Stated exercise:
Below is a set of records; print all of them exactly as written.

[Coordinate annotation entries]
————————
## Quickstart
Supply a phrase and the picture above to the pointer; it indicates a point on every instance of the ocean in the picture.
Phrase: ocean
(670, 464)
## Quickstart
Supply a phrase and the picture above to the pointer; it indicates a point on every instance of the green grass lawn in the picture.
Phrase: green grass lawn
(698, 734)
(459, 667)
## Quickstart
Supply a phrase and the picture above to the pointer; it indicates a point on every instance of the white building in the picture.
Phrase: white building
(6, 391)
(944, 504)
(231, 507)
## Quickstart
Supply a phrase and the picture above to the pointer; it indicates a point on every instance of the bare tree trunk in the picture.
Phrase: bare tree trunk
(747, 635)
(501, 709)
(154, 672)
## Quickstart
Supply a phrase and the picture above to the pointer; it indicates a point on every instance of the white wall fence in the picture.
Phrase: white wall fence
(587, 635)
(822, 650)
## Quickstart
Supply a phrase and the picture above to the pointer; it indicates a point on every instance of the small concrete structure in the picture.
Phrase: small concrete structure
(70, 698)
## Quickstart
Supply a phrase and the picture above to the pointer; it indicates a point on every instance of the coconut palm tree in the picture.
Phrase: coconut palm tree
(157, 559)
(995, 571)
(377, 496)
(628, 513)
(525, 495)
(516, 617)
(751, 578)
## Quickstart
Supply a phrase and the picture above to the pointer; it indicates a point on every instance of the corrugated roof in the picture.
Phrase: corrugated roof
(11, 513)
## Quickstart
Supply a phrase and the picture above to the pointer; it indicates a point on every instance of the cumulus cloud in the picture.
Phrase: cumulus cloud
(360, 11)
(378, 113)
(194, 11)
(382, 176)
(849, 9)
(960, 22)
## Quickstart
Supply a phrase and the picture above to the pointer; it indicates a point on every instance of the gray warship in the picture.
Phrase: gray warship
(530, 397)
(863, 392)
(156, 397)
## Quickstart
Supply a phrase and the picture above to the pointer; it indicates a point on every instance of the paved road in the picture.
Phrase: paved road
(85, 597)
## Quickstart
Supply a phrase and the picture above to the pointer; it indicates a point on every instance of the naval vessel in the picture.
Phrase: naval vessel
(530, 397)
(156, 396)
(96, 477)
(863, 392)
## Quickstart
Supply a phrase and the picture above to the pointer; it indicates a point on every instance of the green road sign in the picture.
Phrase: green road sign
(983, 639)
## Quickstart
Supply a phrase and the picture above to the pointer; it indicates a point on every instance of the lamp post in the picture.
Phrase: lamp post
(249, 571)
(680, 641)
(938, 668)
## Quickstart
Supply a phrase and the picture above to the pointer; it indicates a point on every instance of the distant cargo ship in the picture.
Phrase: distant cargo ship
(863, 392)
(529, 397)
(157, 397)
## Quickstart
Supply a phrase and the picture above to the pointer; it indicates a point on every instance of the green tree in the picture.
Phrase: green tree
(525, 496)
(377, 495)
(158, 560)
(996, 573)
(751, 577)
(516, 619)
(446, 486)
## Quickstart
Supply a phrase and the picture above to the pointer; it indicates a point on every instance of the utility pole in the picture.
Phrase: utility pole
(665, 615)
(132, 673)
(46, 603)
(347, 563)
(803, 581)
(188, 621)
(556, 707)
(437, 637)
————————
Solution for this exercise:
## Quickstart
Supply a phrase and the picture above to the pointer; it indicates a point on every instance of the ocean in the picture.
Phrase: ocean
(670, 464)
## Quickstart
Supply a phrase and the picture above to the pointer; it indicates a point on every instance of the green grass lawn in the picture.
Phrase: green grass lawn
(698, 734)
(459, 667)
## Quickstart
Supply a phrase and the picture above to the pointer; it indicates a point on every instance of the white building in the picture.
Phrase: white building
(6, 391)
(944, 504)
(231, 507)
## Quickstart
Supply a phrase and the picture above to the pointer; it indicates a point on every instance of the bare tree trunk in the picture.
Phrase: bare tree trunk
(747, 635)
(501, 709)
(154, 672)
## Quickstart
Supply a phrase and the picture above to the pointer; it indicates a point on every instance of the white wall fence in the picture.
Phrase: white wall fence
(587, 635)
(822, 650)
## Quickstart
Supply a phrase and the picture above to the pointer; it indicates a point on every instance of the small concrete structure in the picture.
Phrase: small concrete structure
(70, 698)
## Quickstart
Supply a phrase and the picture above to the pointer; it indicates a point on every instance of the coconut palm tree in the picture.
Phrase: coconut palm tree
(157, 559)
(995, 571)
(377, 496)
(628, 513)
(525, 495)
(516, 617)
(751, 578)
## Quickstart
Supply a phrase and the picture above to the pointer; it indicates a point on every instance of the corrugated roof in the picture.
Phrase: corrugated roof
(11, 513)
## Quickstart
Supply a phrase and the picture above to the pointer; it indicates a point on every instance of the cumulus cloud in the picture.
Phrase: cumulus cloud
(360, 11)
(378, 113)
(194, 11)
(382, 176)
(849, 9)
(960, 22)
## Quickstart
Supply a phrase and the picture above to the pointer; it indicates a point on every instance of the gray warship in the picture.
Phrase: gray warship
(530, 397)
(863, 392)
(156, 397)
## Quickstart
Supply a phrase and the picture above to the pointer; it indicates a point on every instance of the paved road in the picture.
Phrase: paved road
(85, 597)
## Quickstart
Supply a phrase and the picture above to the pointer; it indicates a point on every instance of the naval vessel in the picture.
Phrase: naval vessel
(530, 397)
(156, 396)
(96, 477)
(863, 392)
## Quickstart
Supply a phrase and the picture above to the pointer; it indicates a point on every instance of the green road sign in the picture.
Phrase: green road sign
(983, 639)
## Quickstart
Supply a phrase and the picture above to the pointer; it indicates a point on every instance of the lamp post in the picture.
Phrase: lamp post
(249, 571)
(680, 641)
(938, 668)
## Quickstart
Supply a phrase and the picture above to the pointer; it indicates a point on every instance of the distant cargo ship in the picture.
Phrase: distant cargo ship
(863, 392)
(529, 397)
(157, 397)
## Quickstart
Supply a phrase and the picture above to the pointer; it indicates a point on every instance of the green tree in the picture.
Phrase: green tree
(525, 496)
(377, 495)
(158, 560)
(996, 573)
(751, 577)
(516, 619)
(446, 486)
## Quickstart
Supply a phrase and the picture above to the pointer; it indicates a point on every instance of the utility pole in the picture.
Phrase: utility pole
(665, 615)
(132, 673)
(46, 603)
(347, 563)
(803, 581)
(188, 621)
(556, 707)
(437, 637)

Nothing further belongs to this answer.